WHAT TO DO - Scan the data below for lines holding the word "propeller", and copy each line found.

Region pointing data -
+-------+

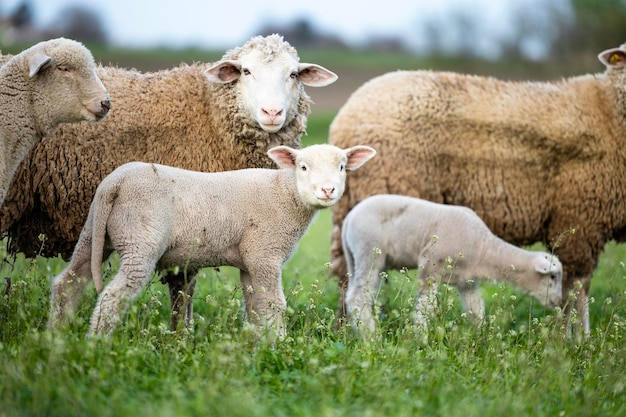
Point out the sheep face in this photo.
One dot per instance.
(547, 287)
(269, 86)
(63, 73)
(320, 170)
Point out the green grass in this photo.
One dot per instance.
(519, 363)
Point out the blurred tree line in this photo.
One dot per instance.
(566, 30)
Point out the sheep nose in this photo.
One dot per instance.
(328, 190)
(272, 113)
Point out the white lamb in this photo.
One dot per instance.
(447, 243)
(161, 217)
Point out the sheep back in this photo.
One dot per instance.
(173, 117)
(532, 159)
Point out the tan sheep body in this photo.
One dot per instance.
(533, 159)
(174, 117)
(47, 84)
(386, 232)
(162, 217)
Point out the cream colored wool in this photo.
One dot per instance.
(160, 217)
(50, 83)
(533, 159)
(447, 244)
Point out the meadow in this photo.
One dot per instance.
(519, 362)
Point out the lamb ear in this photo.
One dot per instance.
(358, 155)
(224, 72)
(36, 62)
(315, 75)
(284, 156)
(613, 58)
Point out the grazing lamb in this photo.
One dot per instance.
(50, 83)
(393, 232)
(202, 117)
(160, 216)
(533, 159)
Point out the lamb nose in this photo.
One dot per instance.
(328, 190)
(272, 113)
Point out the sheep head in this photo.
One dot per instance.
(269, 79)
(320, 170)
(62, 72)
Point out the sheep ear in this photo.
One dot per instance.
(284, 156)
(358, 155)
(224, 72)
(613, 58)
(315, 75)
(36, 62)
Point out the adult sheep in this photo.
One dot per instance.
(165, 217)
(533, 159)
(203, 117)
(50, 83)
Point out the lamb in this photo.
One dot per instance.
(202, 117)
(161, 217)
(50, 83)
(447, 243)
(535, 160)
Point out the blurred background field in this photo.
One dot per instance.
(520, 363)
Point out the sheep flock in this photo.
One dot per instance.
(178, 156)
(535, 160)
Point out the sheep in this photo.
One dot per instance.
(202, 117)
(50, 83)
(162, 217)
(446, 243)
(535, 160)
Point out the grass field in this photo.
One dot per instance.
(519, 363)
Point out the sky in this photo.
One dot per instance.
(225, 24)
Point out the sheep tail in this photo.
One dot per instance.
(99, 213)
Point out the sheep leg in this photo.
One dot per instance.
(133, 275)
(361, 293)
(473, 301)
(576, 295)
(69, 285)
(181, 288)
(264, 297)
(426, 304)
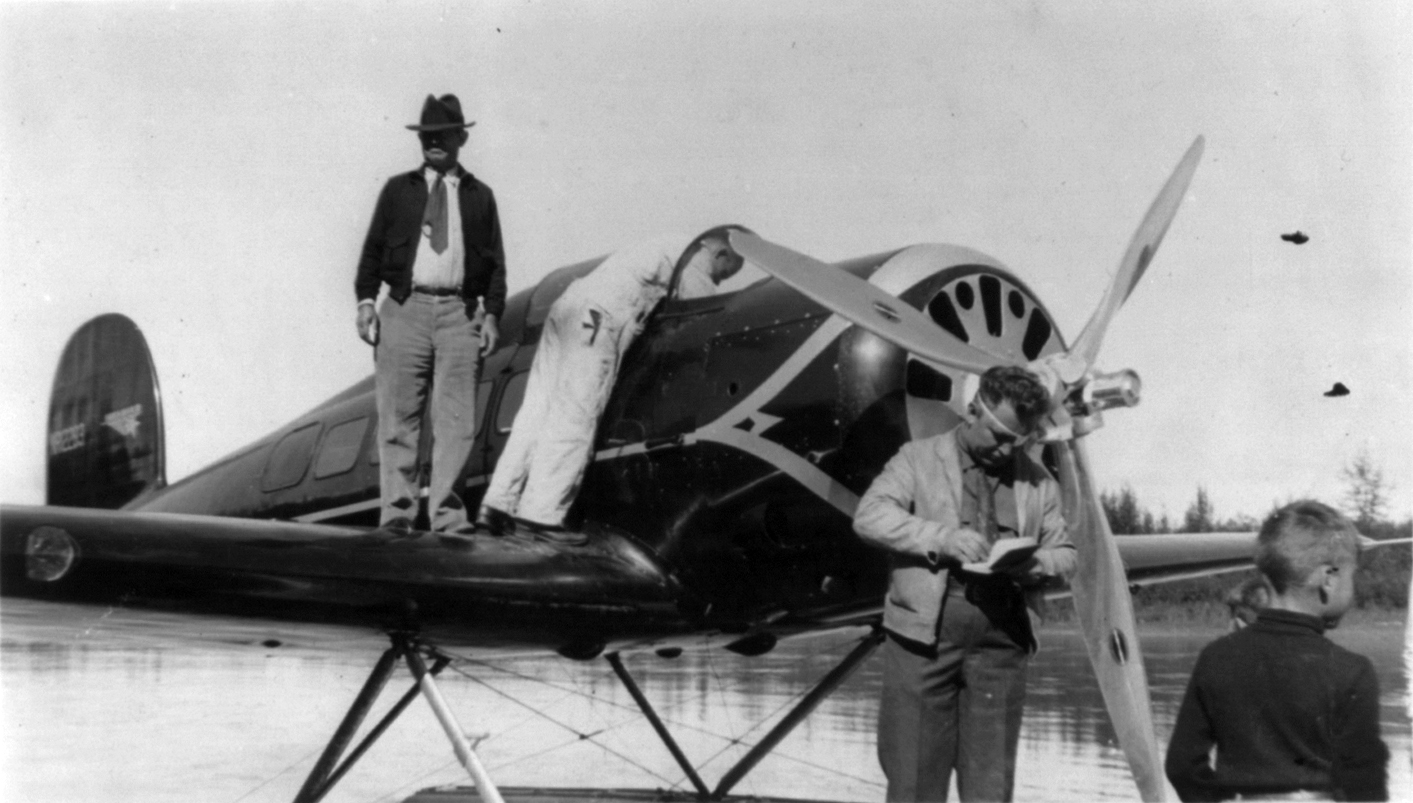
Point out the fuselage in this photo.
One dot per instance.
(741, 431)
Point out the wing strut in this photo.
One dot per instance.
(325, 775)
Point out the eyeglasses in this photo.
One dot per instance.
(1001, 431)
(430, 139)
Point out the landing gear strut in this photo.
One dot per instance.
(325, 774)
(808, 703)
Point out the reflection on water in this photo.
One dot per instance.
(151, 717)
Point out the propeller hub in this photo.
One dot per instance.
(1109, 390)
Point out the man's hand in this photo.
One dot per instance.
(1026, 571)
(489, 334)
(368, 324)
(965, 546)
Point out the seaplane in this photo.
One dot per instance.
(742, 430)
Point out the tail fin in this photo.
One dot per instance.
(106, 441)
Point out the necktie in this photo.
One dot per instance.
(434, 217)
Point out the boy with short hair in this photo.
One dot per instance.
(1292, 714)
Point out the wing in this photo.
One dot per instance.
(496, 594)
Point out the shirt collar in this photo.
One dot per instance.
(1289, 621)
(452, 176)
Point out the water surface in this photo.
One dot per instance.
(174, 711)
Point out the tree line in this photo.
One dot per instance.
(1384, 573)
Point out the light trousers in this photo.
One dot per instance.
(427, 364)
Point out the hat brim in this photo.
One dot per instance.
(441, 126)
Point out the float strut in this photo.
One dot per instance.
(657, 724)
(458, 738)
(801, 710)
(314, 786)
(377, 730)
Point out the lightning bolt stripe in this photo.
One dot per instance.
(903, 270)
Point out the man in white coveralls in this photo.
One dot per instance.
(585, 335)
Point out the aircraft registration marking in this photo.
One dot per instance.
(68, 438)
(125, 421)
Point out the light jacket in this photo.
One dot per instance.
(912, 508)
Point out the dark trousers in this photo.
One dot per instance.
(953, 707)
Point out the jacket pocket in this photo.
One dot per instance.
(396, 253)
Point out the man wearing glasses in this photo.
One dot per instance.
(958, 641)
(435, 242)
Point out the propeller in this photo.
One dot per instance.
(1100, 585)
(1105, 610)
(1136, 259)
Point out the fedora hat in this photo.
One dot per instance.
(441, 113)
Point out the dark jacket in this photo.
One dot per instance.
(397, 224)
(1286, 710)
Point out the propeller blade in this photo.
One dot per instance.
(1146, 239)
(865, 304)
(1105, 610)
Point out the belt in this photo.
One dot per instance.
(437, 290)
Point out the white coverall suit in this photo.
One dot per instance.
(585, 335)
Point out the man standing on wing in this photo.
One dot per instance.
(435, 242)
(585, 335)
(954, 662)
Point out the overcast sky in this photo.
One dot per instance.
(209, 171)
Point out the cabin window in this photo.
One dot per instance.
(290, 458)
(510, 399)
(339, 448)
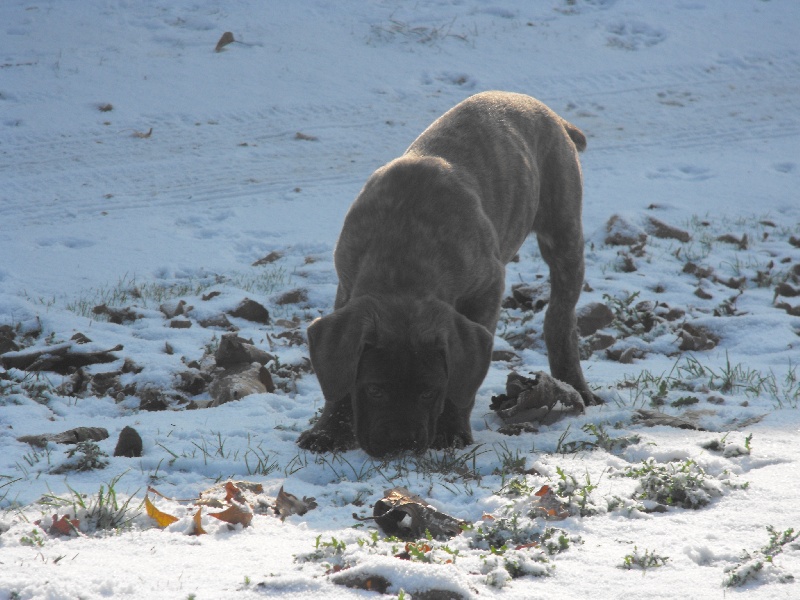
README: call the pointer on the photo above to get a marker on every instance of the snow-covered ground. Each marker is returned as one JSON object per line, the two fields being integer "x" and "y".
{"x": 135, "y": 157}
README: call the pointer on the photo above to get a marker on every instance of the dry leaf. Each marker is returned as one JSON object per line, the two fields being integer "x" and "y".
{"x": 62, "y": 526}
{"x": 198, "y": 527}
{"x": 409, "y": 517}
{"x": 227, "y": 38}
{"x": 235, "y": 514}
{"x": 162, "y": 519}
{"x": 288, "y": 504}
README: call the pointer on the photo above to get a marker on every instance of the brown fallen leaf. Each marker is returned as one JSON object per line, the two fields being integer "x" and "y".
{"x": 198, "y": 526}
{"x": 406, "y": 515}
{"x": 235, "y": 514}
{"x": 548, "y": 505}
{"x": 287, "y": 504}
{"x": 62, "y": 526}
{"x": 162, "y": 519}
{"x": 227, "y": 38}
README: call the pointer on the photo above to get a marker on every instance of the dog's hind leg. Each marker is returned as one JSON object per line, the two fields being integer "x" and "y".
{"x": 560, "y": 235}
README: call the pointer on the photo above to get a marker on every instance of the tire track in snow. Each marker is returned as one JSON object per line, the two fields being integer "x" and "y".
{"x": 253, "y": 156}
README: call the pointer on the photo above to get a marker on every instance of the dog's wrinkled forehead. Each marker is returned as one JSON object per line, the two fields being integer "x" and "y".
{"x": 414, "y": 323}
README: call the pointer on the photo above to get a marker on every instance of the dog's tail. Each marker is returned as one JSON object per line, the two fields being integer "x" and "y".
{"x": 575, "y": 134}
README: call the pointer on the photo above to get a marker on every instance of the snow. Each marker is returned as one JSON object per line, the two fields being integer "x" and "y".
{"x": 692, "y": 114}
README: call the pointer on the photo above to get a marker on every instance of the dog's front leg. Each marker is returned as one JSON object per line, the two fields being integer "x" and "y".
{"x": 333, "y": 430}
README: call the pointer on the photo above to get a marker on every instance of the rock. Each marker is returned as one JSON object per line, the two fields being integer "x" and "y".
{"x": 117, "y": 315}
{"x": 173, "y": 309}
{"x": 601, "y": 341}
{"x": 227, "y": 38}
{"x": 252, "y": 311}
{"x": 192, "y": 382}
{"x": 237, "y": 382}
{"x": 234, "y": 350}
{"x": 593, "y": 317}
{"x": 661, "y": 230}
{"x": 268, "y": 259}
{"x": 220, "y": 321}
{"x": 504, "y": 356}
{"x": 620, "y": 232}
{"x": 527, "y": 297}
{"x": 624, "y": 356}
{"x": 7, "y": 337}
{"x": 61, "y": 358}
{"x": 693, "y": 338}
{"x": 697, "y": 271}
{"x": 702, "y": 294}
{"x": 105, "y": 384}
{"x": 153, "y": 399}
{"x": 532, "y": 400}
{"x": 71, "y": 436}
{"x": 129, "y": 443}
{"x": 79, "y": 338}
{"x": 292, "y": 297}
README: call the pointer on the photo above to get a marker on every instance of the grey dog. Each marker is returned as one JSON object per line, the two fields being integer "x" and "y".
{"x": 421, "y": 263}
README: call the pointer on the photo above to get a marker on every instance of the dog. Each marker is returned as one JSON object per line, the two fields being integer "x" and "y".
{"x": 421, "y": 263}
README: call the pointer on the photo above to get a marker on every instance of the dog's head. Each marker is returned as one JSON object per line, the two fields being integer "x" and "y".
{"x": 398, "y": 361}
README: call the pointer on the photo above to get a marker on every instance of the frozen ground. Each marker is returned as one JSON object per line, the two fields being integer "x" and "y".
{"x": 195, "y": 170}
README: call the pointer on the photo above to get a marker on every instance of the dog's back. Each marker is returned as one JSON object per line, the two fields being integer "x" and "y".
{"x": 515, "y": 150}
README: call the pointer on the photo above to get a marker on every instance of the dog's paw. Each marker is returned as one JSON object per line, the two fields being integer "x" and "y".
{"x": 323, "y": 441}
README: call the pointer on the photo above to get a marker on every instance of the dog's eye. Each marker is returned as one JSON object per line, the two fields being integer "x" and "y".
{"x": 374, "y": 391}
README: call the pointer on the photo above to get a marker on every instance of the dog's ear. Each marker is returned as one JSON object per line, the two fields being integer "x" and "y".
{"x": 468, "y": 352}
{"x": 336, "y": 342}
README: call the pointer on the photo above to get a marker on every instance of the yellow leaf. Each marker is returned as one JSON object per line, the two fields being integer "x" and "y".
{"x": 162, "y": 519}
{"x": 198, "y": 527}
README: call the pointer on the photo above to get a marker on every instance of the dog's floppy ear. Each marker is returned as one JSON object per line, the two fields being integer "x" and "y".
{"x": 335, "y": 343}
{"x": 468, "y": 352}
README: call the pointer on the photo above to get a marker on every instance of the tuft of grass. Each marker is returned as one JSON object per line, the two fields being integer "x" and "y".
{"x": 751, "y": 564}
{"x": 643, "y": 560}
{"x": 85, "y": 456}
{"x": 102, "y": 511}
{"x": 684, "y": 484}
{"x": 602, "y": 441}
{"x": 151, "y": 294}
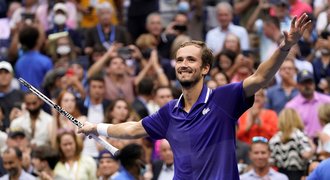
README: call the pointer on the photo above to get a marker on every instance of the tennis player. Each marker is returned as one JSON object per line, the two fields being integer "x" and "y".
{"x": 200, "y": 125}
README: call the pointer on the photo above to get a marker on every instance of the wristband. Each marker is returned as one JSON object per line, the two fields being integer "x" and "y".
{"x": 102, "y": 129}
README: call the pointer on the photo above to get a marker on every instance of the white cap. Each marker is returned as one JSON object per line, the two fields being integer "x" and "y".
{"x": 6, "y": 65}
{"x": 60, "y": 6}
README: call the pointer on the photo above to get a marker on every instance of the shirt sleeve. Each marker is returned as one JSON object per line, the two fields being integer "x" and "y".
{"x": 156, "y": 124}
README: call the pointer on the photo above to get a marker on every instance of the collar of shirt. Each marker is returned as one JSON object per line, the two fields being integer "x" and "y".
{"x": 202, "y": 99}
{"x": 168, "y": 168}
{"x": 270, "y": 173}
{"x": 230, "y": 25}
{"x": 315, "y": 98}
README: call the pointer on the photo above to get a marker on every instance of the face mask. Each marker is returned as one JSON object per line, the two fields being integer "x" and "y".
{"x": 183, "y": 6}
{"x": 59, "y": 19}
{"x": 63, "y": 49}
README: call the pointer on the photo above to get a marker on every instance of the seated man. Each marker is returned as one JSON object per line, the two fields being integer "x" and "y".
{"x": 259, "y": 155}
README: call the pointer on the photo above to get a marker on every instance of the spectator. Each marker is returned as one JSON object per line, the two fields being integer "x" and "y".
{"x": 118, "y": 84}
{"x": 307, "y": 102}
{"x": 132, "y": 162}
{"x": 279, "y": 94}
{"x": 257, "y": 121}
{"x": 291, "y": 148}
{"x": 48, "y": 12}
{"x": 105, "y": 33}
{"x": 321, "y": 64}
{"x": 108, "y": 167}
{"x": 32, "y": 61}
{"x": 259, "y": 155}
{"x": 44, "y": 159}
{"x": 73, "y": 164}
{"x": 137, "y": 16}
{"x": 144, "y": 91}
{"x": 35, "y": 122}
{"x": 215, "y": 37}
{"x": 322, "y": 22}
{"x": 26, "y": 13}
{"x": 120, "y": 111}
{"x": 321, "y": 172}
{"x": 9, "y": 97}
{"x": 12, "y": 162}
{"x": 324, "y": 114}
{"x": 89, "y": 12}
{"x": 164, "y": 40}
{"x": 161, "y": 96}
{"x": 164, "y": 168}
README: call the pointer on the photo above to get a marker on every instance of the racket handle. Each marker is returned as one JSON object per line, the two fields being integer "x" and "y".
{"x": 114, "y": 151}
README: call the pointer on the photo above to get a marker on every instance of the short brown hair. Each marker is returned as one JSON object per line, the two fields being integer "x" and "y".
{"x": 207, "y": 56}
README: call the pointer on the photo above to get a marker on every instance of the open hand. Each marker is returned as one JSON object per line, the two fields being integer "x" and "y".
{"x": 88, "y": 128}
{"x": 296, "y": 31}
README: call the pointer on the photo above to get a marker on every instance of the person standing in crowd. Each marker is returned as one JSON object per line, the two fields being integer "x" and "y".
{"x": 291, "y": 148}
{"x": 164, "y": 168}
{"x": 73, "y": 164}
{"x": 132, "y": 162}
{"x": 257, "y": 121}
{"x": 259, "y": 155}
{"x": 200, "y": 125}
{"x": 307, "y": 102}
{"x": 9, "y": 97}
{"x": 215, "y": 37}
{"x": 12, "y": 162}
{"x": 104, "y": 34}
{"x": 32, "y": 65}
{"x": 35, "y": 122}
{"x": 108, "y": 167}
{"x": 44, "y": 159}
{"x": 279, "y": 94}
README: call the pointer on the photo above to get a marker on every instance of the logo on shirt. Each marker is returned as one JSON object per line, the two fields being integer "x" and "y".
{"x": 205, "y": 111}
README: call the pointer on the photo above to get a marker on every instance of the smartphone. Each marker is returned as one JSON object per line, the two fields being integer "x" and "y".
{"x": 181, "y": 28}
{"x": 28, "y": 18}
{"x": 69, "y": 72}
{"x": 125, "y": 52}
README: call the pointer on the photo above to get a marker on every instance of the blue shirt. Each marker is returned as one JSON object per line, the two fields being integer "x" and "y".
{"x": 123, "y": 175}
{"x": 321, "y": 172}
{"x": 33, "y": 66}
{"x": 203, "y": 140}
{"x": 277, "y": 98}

+-------+

SOLUTION FOR THIS TASK -
Point out the propeller hub in this photo.
Point out the propeller in this photo.
Point out the propeller blade in this photo.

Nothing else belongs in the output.